>>>
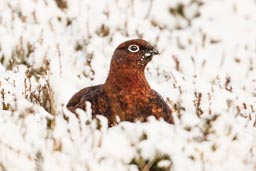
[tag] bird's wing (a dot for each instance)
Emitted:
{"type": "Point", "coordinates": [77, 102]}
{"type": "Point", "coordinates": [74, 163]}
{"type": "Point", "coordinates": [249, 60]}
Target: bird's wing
{"type": "Point", "coordinates": [78, 99]}
{"type": "Point", "coordinates": [167, 112]}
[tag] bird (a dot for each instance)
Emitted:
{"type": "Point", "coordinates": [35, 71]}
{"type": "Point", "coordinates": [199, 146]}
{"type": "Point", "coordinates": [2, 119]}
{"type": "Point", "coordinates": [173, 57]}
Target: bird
{"type": "Point", "coordinates": [126, 95]}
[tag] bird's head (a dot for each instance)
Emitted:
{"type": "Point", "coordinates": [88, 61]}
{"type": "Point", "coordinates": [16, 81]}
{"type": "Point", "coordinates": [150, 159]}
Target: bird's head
{"type": "Point", "coordinates": [133, 54]}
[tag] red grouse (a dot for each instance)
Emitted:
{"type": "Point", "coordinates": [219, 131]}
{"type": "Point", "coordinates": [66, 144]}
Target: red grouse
{"type": "Point", "coordinates": [126, 94]}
<<<
▶ [TASK TO COMPLETE]
Can you rescale the rows above by repeating every line, tag and Emitted lines included, with each point coordinate under a "Target:" line multiplied by 2.5 and rounded to a whole number, halves up? Leave the picture out of your answer.

▶ [COMPLETED TASK]
[tag] bird's wing (a dot for each instance)
Emitted:
{"type": "Point", "coordinates": [77, 102]}
{"type": "Point", "coordinates": [74, 163]}
{"type": "Point", "coordinates": [249, 60]}
Target: bird's wing
{"type": "Point", "coordinates": [195, 248]}
{"type": "Point", "coordinates": [418, 280]}
[tag] bird (a dot for each instance)
Emitted:
{"type": "Point", "coordinates": [35, 71]}
{"type": "Point", "coordinates": [199, 146]}
{"type": "Point", "coordinates": [2, 119]}
{"type": "Point", "coordinates": [173, 57]}
Target: bird
{"type": "Point", "coordinates": [315, 238]}
[tag] bird's head (a dot for each instance)
Emitted:
{"type": "Point", "coordinates": [88, 61]}
{"type": "Point", "coordinates": [16, 81]}
{"type": "Point", "coordinates": [150, 159]}
Target: bird's head
{"type": "Point", "coordinates": [333, 135]}
[tag] red grouse (a dot for each instance)
Emitted:
{"type": "Point", "coordinates": [219, 131]}
{"type": "Point", "coordinates": [66, 144]}
Target: red grouse
{"type": "Point", "coordinates": [315, 235]}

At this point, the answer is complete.